What you should do:
The answer should be one number, the count of lines in the data with "woman".

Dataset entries
"""
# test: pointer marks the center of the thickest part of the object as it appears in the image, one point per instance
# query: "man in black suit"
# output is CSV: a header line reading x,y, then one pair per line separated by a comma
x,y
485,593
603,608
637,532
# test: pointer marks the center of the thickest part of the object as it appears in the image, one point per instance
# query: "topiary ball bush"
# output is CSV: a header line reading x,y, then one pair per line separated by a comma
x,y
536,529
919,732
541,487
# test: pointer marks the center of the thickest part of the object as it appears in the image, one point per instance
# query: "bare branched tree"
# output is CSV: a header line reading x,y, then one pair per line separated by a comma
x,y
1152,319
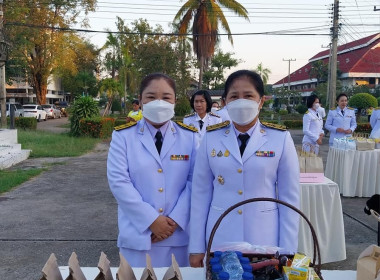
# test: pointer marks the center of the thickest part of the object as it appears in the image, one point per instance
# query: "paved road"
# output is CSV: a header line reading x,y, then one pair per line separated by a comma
x,y
70,208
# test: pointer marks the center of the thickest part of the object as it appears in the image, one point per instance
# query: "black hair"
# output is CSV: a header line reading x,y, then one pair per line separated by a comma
x,y
156,76
252,76
310,100
207,97
340,95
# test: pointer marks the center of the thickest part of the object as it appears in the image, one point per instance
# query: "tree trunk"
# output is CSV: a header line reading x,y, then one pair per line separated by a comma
x,y
201,67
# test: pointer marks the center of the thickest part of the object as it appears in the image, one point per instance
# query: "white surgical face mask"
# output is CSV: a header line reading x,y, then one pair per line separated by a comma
x,y
158,111
243,111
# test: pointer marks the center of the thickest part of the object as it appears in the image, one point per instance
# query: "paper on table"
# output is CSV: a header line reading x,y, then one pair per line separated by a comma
x,y
173,272
148,273
50,270
74,268
104,267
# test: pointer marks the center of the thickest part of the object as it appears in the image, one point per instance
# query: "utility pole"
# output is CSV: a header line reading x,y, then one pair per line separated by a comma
x,y
3,94
331,94
289,60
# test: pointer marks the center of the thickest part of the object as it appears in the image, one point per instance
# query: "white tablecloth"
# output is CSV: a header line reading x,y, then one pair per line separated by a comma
x,y
321,204
189,273
357,173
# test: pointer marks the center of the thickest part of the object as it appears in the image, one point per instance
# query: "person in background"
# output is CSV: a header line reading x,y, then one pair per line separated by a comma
x,y
375,123
149,170
136,114
312,126
202,117
240,160
214,107
341,122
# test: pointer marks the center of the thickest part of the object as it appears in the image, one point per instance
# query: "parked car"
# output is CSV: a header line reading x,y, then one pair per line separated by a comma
x,y
52,111
19,110
35,111
62,105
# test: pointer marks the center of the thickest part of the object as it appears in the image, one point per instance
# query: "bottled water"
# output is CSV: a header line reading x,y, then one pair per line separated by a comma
x,y
231,264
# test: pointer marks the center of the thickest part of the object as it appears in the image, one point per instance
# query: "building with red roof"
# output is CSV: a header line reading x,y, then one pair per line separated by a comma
x,y
358,62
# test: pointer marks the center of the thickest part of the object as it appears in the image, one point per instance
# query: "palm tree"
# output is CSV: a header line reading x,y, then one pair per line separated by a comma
x,y
263,72
206,16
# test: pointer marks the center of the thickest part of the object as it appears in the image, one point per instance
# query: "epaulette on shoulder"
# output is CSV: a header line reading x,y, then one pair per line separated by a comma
x,y
188,127
274,126
215,115
217,126
124,126
189,115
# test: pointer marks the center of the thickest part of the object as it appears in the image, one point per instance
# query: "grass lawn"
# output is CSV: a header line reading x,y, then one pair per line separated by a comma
x,y
12,178
47,144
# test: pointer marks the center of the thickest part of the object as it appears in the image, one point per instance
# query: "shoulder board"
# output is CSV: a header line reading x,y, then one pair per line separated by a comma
x,y
215,115
188,127
124,126
217,126
189,115
274,126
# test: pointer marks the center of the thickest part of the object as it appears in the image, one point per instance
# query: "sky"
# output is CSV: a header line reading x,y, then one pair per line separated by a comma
x,y
294,29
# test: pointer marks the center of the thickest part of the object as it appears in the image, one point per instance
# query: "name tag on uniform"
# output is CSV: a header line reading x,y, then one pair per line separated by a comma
x,y
265,153
179,157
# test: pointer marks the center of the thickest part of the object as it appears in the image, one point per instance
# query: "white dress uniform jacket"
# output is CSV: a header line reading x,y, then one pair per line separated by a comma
x,y
146,184
223,178
193,120
375,123
335,120
312,128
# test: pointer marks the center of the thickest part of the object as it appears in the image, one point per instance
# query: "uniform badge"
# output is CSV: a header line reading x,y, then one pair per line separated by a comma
x,y
265,153
221,180
226,153
179,157
213,153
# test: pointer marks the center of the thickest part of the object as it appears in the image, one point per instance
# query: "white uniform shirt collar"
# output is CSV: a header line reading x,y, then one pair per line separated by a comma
x,y
154,130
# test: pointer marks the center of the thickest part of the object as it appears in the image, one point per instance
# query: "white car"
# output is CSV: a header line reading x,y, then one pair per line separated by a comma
x,y
35,111
52,111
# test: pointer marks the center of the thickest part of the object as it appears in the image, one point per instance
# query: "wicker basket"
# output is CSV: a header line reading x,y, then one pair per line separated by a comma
x,y
316,255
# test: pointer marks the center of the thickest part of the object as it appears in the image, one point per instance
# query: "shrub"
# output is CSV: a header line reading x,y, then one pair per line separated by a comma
x,y
96,127
26,123
182,107
293,123
363,128
362,101
83,107
301,109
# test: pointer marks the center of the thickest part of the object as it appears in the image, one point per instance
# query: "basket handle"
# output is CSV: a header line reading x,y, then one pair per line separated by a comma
x,y
317,267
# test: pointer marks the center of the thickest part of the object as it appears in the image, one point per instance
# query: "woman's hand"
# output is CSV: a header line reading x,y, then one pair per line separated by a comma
x,y
196,260
162,228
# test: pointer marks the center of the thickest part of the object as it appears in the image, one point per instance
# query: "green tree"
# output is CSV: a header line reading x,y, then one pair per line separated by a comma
x,y
206,17
263,72
41,46
214,76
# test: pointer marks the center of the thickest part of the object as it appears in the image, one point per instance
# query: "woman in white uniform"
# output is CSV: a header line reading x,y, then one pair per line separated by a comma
x,y
149,169
202,117
341,122
375,123
312,126
241,160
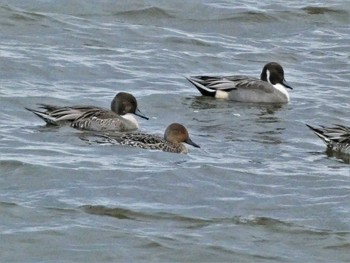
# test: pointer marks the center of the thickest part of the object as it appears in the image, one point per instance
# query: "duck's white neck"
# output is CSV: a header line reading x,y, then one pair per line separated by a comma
x,y
282,90
130,117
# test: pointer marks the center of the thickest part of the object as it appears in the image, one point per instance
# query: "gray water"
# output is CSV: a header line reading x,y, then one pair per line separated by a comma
x,y
260,189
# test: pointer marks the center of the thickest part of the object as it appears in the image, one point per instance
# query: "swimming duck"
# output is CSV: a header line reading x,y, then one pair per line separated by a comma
x,y
119,118
270,88
175,134
337,138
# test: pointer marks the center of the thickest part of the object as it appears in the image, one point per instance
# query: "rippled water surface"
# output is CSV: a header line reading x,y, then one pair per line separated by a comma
x,y
260,189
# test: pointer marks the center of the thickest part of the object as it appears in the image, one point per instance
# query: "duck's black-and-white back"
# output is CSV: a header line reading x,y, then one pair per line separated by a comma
x,y
336,138
119,117
270,88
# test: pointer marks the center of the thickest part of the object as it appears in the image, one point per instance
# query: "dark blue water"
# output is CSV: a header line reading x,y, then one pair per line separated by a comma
x,y
261,187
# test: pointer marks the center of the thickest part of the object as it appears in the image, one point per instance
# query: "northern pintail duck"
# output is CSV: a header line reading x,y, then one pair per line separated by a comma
x,y
175,134
119,118
337,138
270,88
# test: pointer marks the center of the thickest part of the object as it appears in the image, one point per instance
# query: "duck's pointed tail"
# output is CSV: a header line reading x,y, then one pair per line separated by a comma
x,y
321,135
205,91
44,116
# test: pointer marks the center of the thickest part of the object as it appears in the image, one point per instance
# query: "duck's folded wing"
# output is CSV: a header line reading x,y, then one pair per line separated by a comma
x,y
99,119
338,133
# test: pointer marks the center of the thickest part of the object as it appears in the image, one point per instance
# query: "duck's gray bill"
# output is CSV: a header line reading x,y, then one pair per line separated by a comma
x,y
190,142
140,114
285,83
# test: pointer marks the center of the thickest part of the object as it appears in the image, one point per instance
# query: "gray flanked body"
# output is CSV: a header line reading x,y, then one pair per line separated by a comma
x,y
118,118
270,88
105,120
174,135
"""
Exercise result:
2